Stated task: Please write out the material below exactly as given.

Rows:
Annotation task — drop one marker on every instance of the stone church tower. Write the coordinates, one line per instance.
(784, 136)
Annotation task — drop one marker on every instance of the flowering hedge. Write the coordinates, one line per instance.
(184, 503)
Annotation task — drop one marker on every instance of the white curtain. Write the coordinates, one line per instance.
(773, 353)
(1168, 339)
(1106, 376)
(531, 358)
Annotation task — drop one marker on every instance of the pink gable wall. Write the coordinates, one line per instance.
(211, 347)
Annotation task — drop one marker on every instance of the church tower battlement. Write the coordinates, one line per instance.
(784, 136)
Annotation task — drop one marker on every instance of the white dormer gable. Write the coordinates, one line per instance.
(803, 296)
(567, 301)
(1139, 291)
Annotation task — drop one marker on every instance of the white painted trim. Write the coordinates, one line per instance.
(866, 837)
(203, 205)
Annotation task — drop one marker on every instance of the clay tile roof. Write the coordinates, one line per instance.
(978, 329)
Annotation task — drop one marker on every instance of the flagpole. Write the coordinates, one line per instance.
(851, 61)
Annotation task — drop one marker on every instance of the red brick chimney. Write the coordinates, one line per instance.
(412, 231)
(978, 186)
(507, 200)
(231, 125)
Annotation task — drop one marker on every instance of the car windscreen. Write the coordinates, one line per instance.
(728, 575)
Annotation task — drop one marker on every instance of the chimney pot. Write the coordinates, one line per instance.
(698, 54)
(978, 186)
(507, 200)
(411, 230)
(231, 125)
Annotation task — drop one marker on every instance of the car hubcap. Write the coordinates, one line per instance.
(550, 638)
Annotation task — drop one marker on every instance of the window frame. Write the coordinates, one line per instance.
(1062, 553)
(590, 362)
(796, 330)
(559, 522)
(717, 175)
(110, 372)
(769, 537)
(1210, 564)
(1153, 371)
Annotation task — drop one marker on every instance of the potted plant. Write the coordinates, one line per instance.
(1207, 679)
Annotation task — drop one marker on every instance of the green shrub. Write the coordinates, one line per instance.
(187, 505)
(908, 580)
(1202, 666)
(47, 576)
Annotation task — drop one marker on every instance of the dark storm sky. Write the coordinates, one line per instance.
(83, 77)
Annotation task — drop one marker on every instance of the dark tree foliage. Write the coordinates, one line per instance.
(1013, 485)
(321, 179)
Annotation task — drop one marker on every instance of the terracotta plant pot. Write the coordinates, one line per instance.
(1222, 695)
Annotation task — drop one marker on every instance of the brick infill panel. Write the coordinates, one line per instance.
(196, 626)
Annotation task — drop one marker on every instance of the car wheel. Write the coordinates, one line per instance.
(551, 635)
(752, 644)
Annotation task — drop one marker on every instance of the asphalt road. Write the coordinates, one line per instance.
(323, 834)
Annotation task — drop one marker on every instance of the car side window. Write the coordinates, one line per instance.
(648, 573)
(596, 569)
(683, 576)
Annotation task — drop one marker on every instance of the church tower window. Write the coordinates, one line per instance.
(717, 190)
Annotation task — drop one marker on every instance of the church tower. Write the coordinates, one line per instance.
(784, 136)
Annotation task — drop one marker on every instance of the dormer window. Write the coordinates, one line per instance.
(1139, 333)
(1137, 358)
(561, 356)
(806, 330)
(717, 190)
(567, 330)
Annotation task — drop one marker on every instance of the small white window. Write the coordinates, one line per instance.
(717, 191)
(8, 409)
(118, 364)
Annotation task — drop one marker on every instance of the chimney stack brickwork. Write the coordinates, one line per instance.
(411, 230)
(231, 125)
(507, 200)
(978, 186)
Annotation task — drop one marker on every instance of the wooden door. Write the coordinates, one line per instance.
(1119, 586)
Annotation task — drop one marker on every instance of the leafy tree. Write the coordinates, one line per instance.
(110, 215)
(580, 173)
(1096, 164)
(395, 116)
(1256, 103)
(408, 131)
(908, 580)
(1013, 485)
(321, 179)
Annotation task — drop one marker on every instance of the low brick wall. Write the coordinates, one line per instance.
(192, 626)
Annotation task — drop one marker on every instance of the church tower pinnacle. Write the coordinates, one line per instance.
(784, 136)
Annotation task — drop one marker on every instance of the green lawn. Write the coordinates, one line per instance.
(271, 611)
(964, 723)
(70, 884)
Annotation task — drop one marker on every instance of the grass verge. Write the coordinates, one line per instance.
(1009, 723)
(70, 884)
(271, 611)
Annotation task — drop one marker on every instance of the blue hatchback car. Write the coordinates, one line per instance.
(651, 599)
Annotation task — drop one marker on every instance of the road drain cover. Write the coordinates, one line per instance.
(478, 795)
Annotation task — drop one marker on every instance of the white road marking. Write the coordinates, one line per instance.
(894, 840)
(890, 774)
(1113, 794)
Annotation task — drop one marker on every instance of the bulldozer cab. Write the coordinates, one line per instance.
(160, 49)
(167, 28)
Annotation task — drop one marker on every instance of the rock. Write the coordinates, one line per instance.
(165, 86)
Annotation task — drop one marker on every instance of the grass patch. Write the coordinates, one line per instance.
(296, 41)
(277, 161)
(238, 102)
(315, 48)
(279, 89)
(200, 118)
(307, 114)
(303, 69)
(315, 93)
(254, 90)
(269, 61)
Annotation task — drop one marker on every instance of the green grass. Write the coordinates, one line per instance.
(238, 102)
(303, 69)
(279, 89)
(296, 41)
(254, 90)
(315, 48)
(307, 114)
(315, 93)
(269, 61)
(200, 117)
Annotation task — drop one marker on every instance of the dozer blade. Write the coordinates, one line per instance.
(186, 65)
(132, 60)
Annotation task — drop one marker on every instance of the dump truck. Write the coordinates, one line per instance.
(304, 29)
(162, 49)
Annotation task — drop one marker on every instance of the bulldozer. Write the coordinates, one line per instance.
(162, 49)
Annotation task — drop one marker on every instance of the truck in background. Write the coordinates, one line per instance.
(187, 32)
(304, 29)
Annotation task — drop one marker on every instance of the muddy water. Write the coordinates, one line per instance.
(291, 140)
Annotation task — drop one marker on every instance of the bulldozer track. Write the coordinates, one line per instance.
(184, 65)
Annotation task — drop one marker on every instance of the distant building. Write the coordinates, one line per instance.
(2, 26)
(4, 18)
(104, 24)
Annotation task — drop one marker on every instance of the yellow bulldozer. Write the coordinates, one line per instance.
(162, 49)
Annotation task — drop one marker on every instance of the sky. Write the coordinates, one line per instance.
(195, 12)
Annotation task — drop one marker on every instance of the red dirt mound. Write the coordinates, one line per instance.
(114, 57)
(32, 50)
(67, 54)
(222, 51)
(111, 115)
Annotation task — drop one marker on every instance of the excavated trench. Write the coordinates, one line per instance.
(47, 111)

Solved problem:
Annotation task — drop one marker on every instance of the stone church tower. Write the coordinates, one line per instance.
(784, 136)
Annotation task — drop one marker on every instance of the flowering hedge. Write the coordinates, one line per instance.
(184, 503)
Annotation task — drop one marker on every instance of the white curtain. Write the coordinates, one line per instance.
(773, 353)
(1168, 339)
(1106, 376)
(531, 358)
Annotation task — drop one marker on every instance of the pink gable wall. Write the coordinates, one line per instance.
(211, 347)
Annotation task — drop one marker on every instance of the church tower battlement. Write the coordinates, one line per instance.
(784, 136)
Annotation task — drop one marker on every instance of the white dormer gable. Write the coordinates, one line per instance.
(803, 296)
(567, 301)
(1139, 291)
Annotation task — drop one marker on every instance of the white painted trim. Write the coordinates, one line per instance.
(866, 837)
(203, 205)
Annotation task — drop one marker on every instance of the clay tile roof. Write the coordinates, one line per instance.
(978, 329)
Annotation task — drop one marker on every instance of the flagpole. Write the coordinates, one line per instance.
(851, 61)
Annotation task — drop one marker on every instance of the red brick chimney. Write the coordinates, one line per instance.
(412, 231)
(978, 186)
(507, 200)
(231, 125)
Annotation task — drop one marker on every instance of the car windscreen. Write the coordinates, one line per instance.
(728, 575)
Annotation task — drop one marker on every instance of the chimney pot. Write the coordinates, one line per instance.
(698, 54)
(978, 186)
(507, 200)
(411, 230)
(231, 125)
Annotation task — drop one marker on every instance of the car hubcap. Write the coordinates, one line per instance.
(550, 638)
Annotation task — drop one marker on every instance of the window frame. Write the coordinates, one line per instance.
(1062, 553)
(590, 362)
(796, 330)
(559, 522)
(717, 175)
(110, 372)
(769, 537)
(1210, 564)
(1153, 371)
Annotation task — drop one marker on every instance of the potted plant. Write the coordinates, one line per instance.
(1207, 679)
Annotation task — drop one marker on every instance of the green shrub. Write the coordinates, one line per instance.
(187, 505)
(908, 580)
(1202, 666)
(47, 576)
Annotation task — drop one marker on every instance of the dark storm sky. Write the coordinates, one line per instance.
(83, 77)
Annotation task — drop one marker on every instance of the dark tree foliage. Write the coordinates, one line per instance.
(1013, 485)
(321, 179)
Annotation task — drop one marker on every instance of the terracotta plant pot. Write the coordinates, one line per instance.
(1222, 695)
Annotation task — drop one marker on every instance of the brick infill panel. Write the coordinates, one line per instance.
(196, 626)
Annotation task — drop one marker on every instance of the car wheel. Write the coordinates, one line per instance.
(551, 635)
(752, 644)
Annotation task — drop one marker on every instance of the asphalt road. Write the coordinates, one line per instance.
(323, 834)
Annotation task — drop one marker on every instance of the car side window. Write the coordinates, one line per instance.
(648, 573)
(596, 569)
(683, 576)
Annotation task — drop one marker on every instance of the church tower window. Write the coordinates, one line per instance.
(717, 190)
Annotation task — drop one marker on every instance of the church tower. Write the coordinates, one line per instance.
(784, 136)
Annotation task — drop one marker on every instance of the dormer window. Write the coordinates, one line per instance.
(1139, 333)
(1137, 358)
(561, 356)
(806, 330)
(717, 190)
(567, 330)
Annotation task — drop one marker on every instance of the small white window. Write the coordinates, one line per instance.
(717, 191)
(8, 409)
(118, 364)
Annotation task — drop one marker on every instance of the chimney stack brickwork. Write the coordinates, one line per instance.
(411, 230)
(231, 125)
(507, 200)
(978, 186)
Annotation task — drop one marker on every instance of the wooden door. Write the coordinates, one line per instance.
(1119, 586)
Annotation task — drop one marker on every instance of the leafy tree. Write the coordinates, one line per instance.
(110, 215)
(580, 173)
(1096, 164)
(395, 116)
(1256, 103)
(408, 131)
(908, 580)
(1013, 485)
(321, 179)
Annotation task — drop one marker on every instance of the low brick wall. Write the coordinates, one line per instance.
(192, 626)
Annotation task — drop one marker on every instance of the church tower pinnacle. Write the coordinates, one line per instance.
(784, 136)
Annotation task — drop one marker on every instance of the green lawn. Write the coordinates, one line per instance.
(271, 611)
(964, 723)
(70, 884)
Annotation task — drop one marker on every instance of the grass verge. Write the coordinates, one line per instance.
(1009, 723)
(70, 884)
(271, 611)
Annotation task — drop one marker on every instance of the blue hatchback car. Write the coordinates, one line per instance.
(651, 599)
Annotation task — drop one marker on every instance of the road drain cover. Write the coordinates, one line per instance.
(478, 795)
Annotation task — drop one marker on every instance of the white road marking. Write the coordinates, one line per instance.
(894, 840)
(890, 774)
(1113, 794)
Annotation task — drop one marker on every instance of the bulldozer cab. Write the coordinates, one line per instance.
(160, 49)
(167, 28)
Annotation task — drop one marker on every instance of the rock. Write the coordinates, one line per instance.
(165, 86)
Annotation task — drop one marker on every instance of the grass patch. Write the coordinates, one line per instance.
(296, 41)
(277, 161)
(238, 102)
(315, 48)
(279, 89)
(200, 118)
(307, 114)
(303, 69)
(315, 93)
(254, 90)
(269, 61)
Annotation task — drop one marker on every instance of the green grass. Write the coordinates, one line per instance.
(238, 102)
(303, 69)
(279, 89)
(296, 41)
(254, 90)
(315, 48)
(307, 114)
(315, 93)
(269, 61)
(200, 117)
Annotation task — drop one marker on every instance of the dozer blade. Write the coordinates, one line per instance.
(186, 65)
(132, 60)
Annotation task — drop one marker on every instance of the dump truck. Write the coordinates, one line per instance.
(304, 29)
(162, 49)
Annotation task — drop one marker on every instance of the bulldozer. Write the coordinates, one line per instance.
(162, 49)
Annotation task — drop one marker on every instance of the truck in background. Write the coordinates, one line per instance.
(187, 32)
(304, 29)
Annotation task — drop one marker on every instance of the muddy water. Write the coordinates, one line per instance.
(291, 140)
Annotation task — drop one marker on every instance of the bulldozer track. Write the coordinates, one line per instance.
(184, 65)
Annotation task — drop one marker on every instance of the distant building. Write the coordinates, one line per instance.
(2, 26)
(4, 18)
(104, 24)
Annotation task — drop one marker on every instance of the yellow bulldozer. Write the coordinates, one line per instance.
(162, 49)
Annotation task — drop one marker on every instance of the sky. Write the coordinates, one line per instance.
(195, 12)
Annotation task — drop one marker on every instance of the red dirt mound. Write the coordinates, one line per instance.
(114, 57)
(32, 50)
(67, 54)
(222, 51)
(111, 115)
Annotation task — drop one marker on every instance of the excavated trench. Write the coordinates, one line per instance.
(47, 111)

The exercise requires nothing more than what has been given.